[begin EXTRACTED DATA]

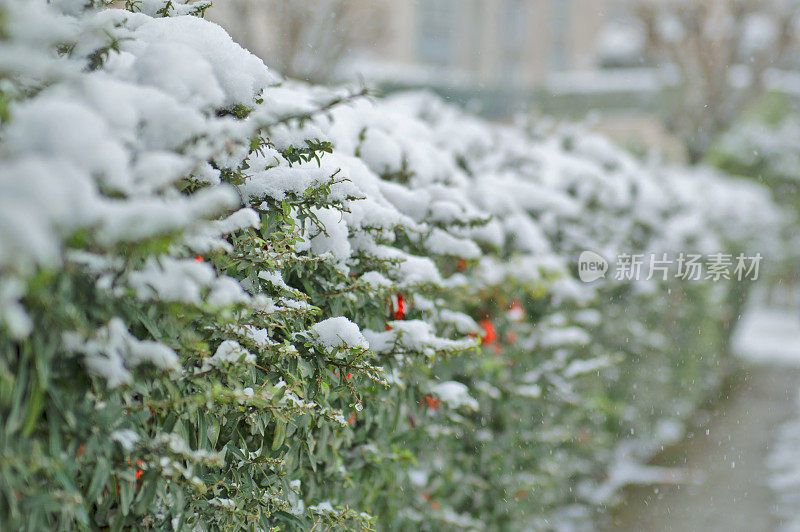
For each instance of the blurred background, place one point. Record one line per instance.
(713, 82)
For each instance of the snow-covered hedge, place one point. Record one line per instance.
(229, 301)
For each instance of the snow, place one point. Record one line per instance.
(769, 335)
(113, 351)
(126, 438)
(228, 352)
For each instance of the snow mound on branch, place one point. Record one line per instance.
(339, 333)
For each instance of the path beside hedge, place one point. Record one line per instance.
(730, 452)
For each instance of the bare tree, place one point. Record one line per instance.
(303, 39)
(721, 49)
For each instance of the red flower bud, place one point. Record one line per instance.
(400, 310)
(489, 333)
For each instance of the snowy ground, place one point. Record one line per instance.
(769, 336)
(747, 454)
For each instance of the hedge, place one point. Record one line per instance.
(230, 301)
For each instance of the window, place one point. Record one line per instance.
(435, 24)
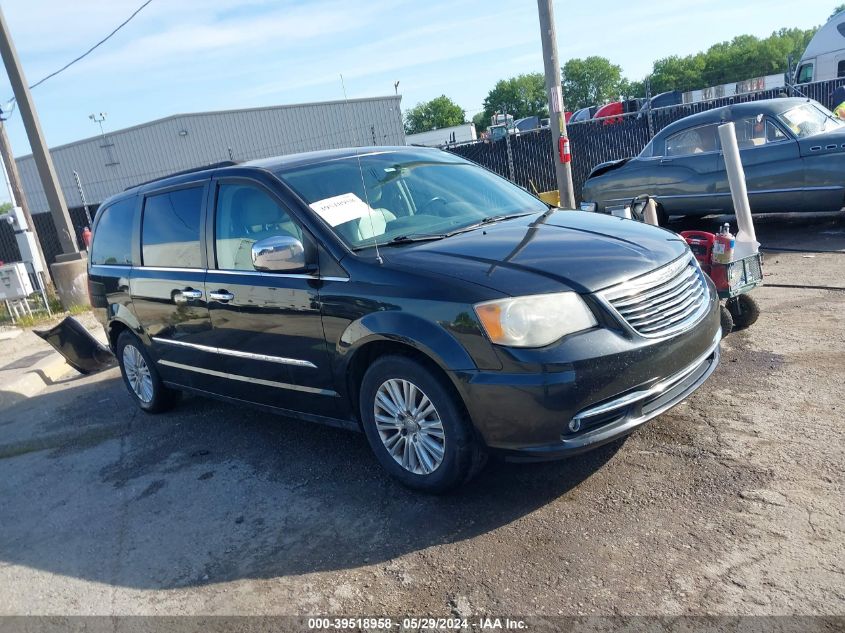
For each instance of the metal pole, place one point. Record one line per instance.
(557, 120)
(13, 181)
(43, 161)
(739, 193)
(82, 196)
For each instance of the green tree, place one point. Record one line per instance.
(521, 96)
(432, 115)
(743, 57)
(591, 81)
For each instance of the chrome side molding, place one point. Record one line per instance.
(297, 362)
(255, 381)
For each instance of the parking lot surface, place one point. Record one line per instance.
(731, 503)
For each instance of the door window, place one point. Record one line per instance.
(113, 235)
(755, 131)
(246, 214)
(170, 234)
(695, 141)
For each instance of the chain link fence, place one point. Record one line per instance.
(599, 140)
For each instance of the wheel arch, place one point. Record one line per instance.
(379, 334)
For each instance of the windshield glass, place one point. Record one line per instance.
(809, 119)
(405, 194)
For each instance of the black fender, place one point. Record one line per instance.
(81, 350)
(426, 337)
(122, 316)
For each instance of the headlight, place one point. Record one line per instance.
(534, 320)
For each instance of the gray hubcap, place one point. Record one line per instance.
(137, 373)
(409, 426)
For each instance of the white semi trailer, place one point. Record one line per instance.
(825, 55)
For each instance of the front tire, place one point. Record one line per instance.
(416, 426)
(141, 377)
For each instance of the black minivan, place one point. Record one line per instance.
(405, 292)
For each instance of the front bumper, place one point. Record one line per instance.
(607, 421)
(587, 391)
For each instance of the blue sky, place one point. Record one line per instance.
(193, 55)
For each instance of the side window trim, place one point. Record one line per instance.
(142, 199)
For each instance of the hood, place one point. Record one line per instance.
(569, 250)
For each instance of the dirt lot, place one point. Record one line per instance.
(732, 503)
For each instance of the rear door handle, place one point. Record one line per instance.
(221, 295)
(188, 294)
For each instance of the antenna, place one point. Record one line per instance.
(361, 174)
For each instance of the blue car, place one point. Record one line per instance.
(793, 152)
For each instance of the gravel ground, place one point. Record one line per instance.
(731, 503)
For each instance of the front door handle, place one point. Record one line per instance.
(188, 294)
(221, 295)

[end EXTRACTED DATA]
[begin EXTRACTED DATA]

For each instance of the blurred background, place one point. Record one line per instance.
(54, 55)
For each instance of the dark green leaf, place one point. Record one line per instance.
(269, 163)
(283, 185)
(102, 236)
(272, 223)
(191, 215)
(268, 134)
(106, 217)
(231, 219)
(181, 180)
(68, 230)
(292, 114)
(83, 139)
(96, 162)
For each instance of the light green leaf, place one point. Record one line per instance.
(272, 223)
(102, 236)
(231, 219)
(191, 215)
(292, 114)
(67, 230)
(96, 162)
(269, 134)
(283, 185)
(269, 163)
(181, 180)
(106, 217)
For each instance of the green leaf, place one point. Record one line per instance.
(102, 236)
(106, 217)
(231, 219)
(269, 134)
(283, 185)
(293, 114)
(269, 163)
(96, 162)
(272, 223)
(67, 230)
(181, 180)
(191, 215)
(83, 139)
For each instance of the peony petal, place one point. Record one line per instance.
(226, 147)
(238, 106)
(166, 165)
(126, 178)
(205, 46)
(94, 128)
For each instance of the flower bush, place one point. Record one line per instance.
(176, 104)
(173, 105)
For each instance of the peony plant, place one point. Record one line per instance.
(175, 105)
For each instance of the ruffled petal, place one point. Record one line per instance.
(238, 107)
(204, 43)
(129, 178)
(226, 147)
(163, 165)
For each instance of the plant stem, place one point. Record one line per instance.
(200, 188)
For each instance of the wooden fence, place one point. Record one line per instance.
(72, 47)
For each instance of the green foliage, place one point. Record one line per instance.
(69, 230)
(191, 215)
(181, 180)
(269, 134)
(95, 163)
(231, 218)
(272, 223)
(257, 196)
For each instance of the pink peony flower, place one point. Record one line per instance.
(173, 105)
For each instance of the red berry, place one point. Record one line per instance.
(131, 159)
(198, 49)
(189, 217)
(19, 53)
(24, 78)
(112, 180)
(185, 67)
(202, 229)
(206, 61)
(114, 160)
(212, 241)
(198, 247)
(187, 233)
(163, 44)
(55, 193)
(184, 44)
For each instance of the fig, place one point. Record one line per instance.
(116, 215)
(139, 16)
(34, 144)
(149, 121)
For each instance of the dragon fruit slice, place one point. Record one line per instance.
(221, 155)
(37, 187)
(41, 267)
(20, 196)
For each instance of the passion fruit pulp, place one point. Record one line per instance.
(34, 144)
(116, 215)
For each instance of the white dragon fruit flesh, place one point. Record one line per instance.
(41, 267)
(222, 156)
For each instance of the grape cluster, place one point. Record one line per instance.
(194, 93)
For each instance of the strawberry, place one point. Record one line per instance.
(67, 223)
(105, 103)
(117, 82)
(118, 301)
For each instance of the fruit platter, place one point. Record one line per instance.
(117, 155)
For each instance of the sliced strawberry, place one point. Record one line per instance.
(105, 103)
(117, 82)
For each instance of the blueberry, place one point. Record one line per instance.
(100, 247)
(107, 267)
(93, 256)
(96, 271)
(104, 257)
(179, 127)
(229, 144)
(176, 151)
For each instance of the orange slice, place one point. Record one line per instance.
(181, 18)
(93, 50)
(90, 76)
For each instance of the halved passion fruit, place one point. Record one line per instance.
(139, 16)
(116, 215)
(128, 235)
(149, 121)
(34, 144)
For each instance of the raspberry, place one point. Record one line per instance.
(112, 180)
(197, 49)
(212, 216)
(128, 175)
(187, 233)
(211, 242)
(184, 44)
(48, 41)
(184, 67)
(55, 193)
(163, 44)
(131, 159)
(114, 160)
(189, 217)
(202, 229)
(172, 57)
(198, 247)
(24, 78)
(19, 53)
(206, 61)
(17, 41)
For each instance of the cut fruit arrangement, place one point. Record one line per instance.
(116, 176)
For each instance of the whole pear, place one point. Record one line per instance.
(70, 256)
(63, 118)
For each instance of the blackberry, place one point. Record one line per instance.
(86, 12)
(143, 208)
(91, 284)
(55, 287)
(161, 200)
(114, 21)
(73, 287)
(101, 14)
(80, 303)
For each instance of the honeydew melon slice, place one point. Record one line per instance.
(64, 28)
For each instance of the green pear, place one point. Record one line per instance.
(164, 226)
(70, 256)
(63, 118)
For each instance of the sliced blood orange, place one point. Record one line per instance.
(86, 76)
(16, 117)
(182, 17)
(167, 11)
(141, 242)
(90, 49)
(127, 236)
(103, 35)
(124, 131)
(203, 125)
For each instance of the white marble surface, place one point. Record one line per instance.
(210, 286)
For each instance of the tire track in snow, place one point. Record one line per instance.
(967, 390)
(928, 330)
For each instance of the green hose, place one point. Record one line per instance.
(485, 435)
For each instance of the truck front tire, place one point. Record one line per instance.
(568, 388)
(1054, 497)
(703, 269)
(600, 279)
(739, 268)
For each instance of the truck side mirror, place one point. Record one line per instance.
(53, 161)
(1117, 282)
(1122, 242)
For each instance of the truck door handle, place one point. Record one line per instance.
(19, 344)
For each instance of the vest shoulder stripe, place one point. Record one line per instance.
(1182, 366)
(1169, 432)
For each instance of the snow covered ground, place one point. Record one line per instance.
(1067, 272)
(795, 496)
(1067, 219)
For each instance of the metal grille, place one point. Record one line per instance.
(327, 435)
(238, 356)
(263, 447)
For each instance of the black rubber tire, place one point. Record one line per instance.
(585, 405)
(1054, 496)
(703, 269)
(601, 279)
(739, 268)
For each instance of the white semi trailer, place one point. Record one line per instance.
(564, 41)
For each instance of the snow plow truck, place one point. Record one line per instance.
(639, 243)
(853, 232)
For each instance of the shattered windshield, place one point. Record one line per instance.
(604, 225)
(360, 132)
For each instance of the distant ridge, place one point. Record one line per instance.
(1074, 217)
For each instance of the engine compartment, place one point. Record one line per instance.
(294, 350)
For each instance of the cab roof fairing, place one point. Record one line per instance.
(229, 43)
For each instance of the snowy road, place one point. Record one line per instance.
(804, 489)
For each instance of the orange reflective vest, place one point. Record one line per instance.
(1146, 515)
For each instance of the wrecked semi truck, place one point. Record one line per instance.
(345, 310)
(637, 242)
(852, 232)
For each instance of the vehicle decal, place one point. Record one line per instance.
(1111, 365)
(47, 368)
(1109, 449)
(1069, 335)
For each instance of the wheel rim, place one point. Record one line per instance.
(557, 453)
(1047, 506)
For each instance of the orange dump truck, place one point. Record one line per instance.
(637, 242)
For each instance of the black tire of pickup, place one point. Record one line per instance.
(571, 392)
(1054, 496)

[end EXTRACTED DATA]

WRITTEN INSTRUCTION: Count the lines in the items above that contain the word "orange". Give only the number.

EXERCISE SOLUTION: 4